* [Goal]: Locate the lines in the rows below that contain the word "every", and copy each one.

* [Excerpted records]:
┏━━

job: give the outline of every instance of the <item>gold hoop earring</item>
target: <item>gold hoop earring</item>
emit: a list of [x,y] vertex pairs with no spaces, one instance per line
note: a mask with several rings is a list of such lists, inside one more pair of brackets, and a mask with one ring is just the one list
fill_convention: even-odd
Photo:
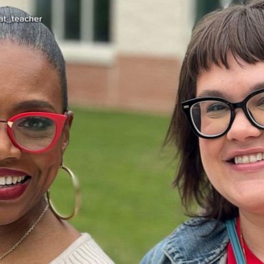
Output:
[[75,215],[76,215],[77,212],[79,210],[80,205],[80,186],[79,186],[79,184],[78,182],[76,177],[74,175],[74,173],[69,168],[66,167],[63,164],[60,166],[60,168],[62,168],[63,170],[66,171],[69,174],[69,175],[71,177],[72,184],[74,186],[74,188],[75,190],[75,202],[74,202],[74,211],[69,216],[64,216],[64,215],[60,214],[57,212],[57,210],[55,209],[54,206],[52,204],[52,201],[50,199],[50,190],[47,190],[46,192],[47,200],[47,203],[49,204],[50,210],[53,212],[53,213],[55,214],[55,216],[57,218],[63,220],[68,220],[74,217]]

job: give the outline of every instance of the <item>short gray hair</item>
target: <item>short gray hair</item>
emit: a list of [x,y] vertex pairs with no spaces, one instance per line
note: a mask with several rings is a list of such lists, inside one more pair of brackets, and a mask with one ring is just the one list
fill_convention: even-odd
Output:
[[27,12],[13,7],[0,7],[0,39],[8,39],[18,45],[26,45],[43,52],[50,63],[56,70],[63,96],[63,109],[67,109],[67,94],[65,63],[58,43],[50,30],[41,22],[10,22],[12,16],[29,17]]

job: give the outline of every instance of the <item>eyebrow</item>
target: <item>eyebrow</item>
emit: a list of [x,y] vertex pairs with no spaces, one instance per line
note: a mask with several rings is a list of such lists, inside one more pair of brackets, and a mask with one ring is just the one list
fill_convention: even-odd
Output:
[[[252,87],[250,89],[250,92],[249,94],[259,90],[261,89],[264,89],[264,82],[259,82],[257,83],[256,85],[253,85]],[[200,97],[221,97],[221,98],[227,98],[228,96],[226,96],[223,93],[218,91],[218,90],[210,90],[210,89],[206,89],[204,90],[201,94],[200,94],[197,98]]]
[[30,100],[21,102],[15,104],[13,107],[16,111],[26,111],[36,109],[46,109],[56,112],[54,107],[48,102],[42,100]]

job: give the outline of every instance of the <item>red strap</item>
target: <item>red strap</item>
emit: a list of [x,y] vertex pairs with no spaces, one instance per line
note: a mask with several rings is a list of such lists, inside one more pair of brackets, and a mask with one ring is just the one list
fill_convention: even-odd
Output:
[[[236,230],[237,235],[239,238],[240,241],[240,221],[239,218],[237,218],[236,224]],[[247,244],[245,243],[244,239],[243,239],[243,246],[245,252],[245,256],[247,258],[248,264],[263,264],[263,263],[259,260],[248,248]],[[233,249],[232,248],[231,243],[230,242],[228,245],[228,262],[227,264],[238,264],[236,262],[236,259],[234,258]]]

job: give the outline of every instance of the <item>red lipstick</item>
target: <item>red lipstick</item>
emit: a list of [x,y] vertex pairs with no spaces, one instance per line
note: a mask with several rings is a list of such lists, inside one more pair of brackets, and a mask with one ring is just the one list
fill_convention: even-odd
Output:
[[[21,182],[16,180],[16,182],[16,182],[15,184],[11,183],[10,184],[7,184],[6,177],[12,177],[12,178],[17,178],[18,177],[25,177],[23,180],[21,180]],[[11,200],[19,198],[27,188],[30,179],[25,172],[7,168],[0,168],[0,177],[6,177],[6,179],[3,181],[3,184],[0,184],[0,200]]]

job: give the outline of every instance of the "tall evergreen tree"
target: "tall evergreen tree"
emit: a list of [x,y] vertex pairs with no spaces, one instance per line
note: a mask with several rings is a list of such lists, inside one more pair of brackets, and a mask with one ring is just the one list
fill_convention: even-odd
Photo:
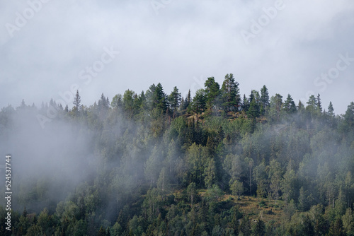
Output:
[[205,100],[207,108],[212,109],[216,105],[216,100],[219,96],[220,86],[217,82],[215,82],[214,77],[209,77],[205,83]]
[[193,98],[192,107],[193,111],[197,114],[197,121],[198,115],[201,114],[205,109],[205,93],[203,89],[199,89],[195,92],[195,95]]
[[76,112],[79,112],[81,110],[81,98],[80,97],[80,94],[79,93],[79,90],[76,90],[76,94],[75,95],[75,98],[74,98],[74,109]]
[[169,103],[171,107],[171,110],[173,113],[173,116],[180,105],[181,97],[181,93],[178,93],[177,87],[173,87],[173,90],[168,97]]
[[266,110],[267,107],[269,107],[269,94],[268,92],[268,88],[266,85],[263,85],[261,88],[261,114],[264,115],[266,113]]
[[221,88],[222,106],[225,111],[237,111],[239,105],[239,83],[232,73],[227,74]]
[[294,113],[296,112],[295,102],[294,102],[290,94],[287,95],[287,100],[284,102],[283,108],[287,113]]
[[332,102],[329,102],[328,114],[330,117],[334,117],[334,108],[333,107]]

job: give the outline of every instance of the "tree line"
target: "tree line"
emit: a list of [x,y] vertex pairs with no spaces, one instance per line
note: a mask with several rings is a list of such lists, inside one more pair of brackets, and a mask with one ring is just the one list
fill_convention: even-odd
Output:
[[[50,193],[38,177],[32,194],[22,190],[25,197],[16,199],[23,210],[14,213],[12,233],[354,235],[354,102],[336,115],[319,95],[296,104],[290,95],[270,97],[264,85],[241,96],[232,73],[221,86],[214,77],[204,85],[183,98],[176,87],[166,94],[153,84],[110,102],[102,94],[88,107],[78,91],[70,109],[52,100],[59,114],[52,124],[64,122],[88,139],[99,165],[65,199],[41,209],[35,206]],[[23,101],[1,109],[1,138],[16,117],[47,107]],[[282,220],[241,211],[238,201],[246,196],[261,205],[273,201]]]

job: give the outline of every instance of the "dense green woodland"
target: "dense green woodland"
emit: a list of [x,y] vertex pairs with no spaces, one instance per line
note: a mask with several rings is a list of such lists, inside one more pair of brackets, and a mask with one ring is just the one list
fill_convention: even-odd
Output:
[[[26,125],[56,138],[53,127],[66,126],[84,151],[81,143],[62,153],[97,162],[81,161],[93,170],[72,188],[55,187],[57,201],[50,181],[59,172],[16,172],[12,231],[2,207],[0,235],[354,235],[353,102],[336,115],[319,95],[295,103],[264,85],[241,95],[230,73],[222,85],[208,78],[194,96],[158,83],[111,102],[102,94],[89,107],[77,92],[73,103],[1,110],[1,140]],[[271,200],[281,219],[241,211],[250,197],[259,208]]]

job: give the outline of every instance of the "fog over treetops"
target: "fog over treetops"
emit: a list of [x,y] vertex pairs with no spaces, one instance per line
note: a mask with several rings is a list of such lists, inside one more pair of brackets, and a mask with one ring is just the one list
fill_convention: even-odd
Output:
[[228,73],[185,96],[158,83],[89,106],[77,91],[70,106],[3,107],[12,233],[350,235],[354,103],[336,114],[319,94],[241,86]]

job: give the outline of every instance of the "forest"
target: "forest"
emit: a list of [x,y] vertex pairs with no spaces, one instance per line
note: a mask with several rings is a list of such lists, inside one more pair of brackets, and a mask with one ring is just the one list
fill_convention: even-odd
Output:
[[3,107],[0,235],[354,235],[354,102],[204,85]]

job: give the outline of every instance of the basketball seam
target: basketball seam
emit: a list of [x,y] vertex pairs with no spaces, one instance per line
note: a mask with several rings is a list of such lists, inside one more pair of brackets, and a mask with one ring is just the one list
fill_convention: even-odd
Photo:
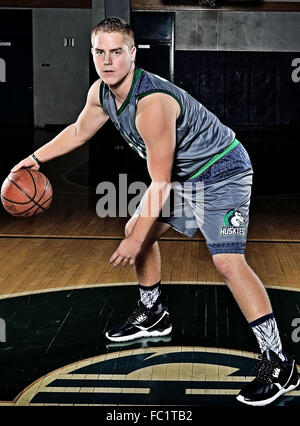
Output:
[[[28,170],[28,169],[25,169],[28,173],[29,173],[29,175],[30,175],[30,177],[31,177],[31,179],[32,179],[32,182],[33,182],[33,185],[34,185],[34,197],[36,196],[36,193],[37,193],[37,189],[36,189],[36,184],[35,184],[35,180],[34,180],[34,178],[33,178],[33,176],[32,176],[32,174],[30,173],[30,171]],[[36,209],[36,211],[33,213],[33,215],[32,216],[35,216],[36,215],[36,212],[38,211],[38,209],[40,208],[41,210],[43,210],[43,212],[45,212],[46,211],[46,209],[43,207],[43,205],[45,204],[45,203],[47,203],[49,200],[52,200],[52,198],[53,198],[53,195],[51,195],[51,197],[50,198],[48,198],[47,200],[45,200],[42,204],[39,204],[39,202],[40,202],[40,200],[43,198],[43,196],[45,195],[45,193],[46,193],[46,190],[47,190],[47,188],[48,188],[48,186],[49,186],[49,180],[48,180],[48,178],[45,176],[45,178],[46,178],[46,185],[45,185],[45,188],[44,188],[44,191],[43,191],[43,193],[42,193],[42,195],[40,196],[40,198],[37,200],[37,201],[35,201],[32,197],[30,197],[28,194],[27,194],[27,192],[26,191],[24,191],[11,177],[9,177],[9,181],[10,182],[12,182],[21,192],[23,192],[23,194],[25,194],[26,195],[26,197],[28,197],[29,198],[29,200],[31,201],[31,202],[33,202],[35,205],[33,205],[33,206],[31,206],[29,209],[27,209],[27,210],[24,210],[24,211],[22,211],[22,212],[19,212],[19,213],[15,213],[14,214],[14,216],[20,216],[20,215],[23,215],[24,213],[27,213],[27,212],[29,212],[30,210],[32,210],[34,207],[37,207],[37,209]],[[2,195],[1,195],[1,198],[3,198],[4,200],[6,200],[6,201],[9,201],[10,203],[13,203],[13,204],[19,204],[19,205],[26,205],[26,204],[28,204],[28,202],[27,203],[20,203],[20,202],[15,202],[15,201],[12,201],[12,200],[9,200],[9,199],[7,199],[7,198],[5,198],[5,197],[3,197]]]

┗━━

* [Worked solution]:
job: give the outline of every instance of the <item>gold hoop earring</item>
job: give the outline of every instance of the <item>short gray hair</item>
job: give the outline of every instance of the <item>eyebrow</item>
job: give the outline of every instance of the <item>red strap</item>
job: give the outline of every instance of the <item>red lipstick</item>
job: give the outline of every instance of the "tall evergreen tree"
job: give the outline of every instance of the "tree line"
job: give the outline of every instance of the "dense green woodland"
job: give the outline of every instance of the "fog over treetops"
job: give the outline of every instance of the "forest"
job: give the outline of every instance of the basketball seam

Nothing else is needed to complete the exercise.